> [INSTRUCTIONS TO FOLLOW] Output the material below verbatim, every line left unchanged.

--- Start of TASK INPUT ---

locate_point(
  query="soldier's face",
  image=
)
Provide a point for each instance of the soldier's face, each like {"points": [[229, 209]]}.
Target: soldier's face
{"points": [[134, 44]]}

--- End of TASK INPUT ---

> [WRITTEN ANSWER]
locate_point(
  query="soldier's face",
  image=
)
Provide a point for each instance of the soldier's face, each like {"points": [[229, 209]]}.
Target: soldier's face
{"points": [[134, 44]]}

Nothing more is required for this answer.